◆ What to work on ◆
Output a faithful copy of the entries, every picture removed.

◆ Material for the task ◆
☆ ☆ ☆

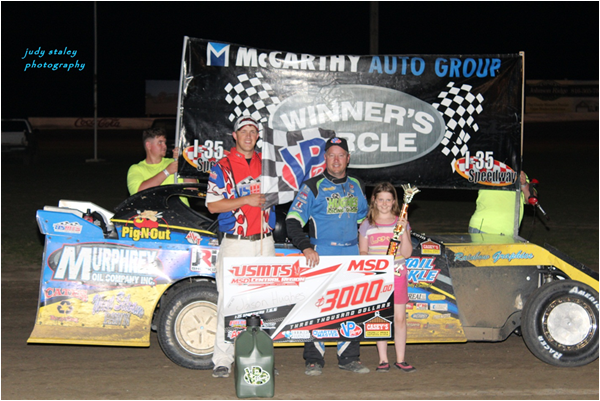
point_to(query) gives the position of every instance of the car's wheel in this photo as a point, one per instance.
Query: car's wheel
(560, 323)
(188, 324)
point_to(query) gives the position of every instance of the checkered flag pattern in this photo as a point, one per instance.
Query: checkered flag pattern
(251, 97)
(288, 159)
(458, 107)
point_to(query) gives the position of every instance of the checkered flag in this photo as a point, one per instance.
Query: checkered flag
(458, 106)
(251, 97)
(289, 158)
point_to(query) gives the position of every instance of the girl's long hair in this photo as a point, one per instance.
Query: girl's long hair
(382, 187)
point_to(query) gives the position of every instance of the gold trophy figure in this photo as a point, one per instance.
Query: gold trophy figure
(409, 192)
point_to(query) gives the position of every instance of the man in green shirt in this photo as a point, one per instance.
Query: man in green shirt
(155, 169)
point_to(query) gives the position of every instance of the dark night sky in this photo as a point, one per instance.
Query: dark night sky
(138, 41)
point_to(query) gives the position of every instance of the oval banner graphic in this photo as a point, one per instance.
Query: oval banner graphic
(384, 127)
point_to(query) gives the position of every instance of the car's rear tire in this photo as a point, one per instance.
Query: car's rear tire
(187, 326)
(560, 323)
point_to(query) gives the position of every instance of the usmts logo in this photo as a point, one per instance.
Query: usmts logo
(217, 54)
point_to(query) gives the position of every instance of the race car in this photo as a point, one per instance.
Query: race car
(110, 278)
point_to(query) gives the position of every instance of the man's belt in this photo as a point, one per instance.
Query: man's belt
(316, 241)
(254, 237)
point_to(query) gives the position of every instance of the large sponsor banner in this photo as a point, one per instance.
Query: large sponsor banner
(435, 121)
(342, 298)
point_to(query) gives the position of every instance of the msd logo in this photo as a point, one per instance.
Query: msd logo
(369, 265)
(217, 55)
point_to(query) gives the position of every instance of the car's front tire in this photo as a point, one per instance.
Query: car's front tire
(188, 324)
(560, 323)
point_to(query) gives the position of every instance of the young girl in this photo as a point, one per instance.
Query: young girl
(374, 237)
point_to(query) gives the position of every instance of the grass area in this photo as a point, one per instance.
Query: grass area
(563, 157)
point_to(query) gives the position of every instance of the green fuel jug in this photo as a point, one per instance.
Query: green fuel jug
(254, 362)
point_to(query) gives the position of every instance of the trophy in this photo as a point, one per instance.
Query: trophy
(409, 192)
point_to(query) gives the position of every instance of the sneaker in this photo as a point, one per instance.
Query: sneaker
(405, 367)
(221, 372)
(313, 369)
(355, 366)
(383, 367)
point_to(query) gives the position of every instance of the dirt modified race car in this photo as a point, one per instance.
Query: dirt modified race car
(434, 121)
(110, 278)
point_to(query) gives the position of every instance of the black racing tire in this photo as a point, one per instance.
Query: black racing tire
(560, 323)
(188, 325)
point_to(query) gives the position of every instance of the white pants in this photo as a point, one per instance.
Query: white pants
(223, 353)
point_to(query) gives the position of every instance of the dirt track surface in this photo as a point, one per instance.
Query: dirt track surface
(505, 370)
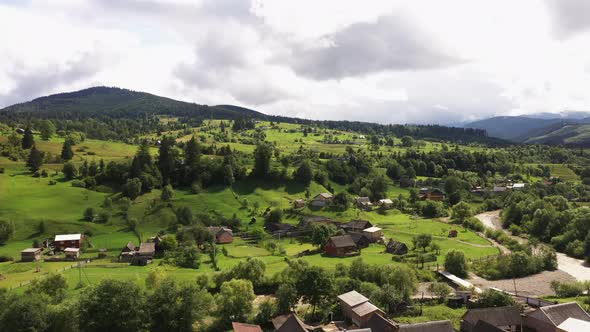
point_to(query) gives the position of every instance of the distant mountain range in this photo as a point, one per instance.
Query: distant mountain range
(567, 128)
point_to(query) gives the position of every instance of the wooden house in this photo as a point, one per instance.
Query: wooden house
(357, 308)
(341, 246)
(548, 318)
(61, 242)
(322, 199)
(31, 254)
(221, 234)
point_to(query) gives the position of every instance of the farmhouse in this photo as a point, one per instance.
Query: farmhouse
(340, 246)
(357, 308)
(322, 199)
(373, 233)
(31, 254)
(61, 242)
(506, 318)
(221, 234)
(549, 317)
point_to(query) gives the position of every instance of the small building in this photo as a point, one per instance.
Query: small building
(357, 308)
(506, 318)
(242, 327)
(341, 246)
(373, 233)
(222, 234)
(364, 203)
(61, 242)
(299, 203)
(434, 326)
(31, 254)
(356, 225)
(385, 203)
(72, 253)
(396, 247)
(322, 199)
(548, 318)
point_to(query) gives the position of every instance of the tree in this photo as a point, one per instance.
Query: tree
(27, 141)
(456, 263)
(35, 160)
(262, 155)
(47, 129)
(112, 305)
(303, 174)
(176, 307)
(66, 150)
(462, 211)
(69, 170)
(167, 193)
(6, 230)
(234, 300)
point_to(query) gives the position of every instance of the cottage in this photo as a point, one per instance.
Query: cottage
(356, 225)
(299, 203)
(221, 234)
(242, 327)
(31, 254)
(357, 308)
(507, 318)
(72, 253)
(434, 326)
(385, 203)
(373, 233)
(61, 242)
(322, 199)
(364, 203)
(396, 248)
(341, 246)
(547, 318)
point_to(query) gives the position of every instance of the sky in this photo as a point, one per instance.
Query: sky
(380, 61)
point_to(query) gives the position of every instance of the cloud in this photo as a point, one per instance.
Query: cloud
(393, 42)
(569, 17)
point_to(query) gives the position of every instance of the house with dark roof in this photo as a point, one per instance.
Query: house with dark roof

☆ ☆ ☆

◆ Solution for this problem ◆
point_to(query) gives the position of every instance of the car's wheel in this photo as a point, one per instance.
Query: car's wheel
(560, 323)
(188, 324)
point_to(query) gives the position of every instance of the checkered flag pattern in this photo as a point, one per instance.
Query: checkered flag pattern
(251, 97)
(288, 159)
(458, 107)
point_to(query) gives the position of every instance of the checkered flag in this photo as a point, one per instance.
Query: checkered flag
(458, 106)
(251, 97)
(289, 158)
point_to(query) gives the position of every instance of the girl's long hair in this photo as a point, one per instance.
Query: girl's long hair
(382, 187)
point_to(query) gives the position of every instance of the gold trophy figure in this photo as a point, one per instance.
Query: gold trophy figure
(409, 192)
point_to(query) gives the position of every instance of the man in green shirt in this photo as a point, one per instance.
Query: man in green shirt
(155, 169)
point_to(query) gives the position of every instance of the dark night sky in this photo as a point, one per instance.
Query: dark night sky
(138, 41)
point_to(query) gives the position of every instance of the oval banner graphic in this photo as a point, one per instance.
Query: oval banner graphic
(384, 127)
point_to(query) gives the position of every instance of the car's rear tire in this photo as a point, one per instance.
Query: car's rear tire
(187, 326)
(560, 323)
point_to(query) gives the position of every instance of the usmts logo in this photo as a point, one per instance.
Query: usmts logo
(217, 54)
point_to(query) gives the position of every instance of the race car in this photo as a point, one per instance.
Query: race car
(110, 278)
point_to(query) gives the position of every instance of the man's belt in this photo as a point, one per instance.
Query: man's belt
(316, 241)
(254, 237)
point_to(query) gives the position of every instance of the large sponsor banner in this photo as a point, one per instance.
Query: large sponsor banner
(435, 121)
(342, 298)
point_to(query) gives the position of every instance of the msd logo in this photo as a point, one per instance.
Query: msd logo
(369, 265)
(217, 55)
point_to(query) gives the position of every instance of the car's front tire in this photo as a point, one per instance.
Query: car's front tire
(188, 324)
(560, 323)
point_to(query) gives the position of every instance of the young girl in this photo as a point, one per instance.
Query: young girl
(374, 237)
point_to(query) gives the position of every instance of the grass area in this photo as a point, one per instance.
Query: grass area
(563, 157)
point_to(query) gives the position of every instance of the green fuel jug in this photo as a point, one per instance.
Query: green fuel jug
(254, 362)
point_to(query) gives the position of every instance of the trophy in this photo as a point, one per instance.
Query: trophy
(409, 192)
point_to(query) gives the position of every instance of the sneaker in this photo as a point, one per instance.
Query: sneaker
(405, 367)
(221, 372)
(313, 369)
(355, 366)
(383, 367)
point_to(query) gives the position of every instance of the dirt modified race car in this photo as a point, one per instance.
Query: dirt modified race car
(434, 121)
(110, 278)
point_to(query) gives the position of every instance of the black racing tire in this photo as a point, one per instance.
Query: black racing tire
(560, 323)
(188, 325)
point_to(query) gives the position of every instance of the white pants in this photo as a point, one per instance.
Query: white pants
(223, 353)
point_to(query) gives the position of every instance of the dirt track surface in this photo as a point, one per instance.
Query: dirt track surface
(505, 370)
point_to(query) gives the position of every instance of the distant mountain range in this photo as a point, one per instance.
Query: distant mountain range
(567, 128)
point_to(query) gives the position of every instance of the wooden house in this photo as a point, one per instance.
Query: wooden house
(357, 308)
(341, 246)
(548, 318)
(61, 242)
(322, 199)
(31, 254)
(221, 234)
point_to(query) gives the position of every instance of the farmhouse in this photo as a point, one per instance.
Query: farmhouse
(340, 246)
(357, 308)
(322, 199)
(373, 233)
(31, 254)
(61, 242)
(506, 318)
(221, 234)
(549, 317)
point_to(query) gives the position of every instance of the small building in this photo as a point, one per instance.
Query: small building
(357, 308)
(506, 318)
(242, 327)
(341, 246)
(373, 233)
(222, 234)
(364, 203)
(61, 242)
(299, 203)
(434, 326)
(31, 254)
(356, 225)
(385, 203)
(72, 253)
(396, 247)
(322, 199)
(548, 318)
point_to(query) gives the position of every instance of the tree in this photo as a point, one per instance.
Query: tree
(27, 141)
(456, 263)
(35, 160)
(262, 155)
(47, 129)
(112, 305)
(303, 174)
(176, 307)
(66, 150)
(462, 211)
(69, 170)
(167, 193)
(6, 230)
(234, 300)
point_to(query) gives the position of every instance of the cottage in this photo as a point, one per instance.
Query: cottage
(356, 225)
(299, 203)
(221, 234)
(242, 327)
(31, 254)
(357, 308)
(507, 318)
(72, 253)
(434, 326)
(385, 203)
(373, 233)
(61, 242)
(322, 199)
(364, 203)
(396, 248)
(341, 246)
(547, 318)
point_to(query) gives the position of every instance of the sky in this photo as a point, one per instance.
Query: sky
(380, 61)
point_to(query) gives the position of every instance of the cloud in this photo as a point, one per instance.
Query: cloud
(393, 42)
(569, 17)
point_to(query) gives the position of every instance of the house with dark roof in this photo as a point, one per instance.
Query: house with dark roof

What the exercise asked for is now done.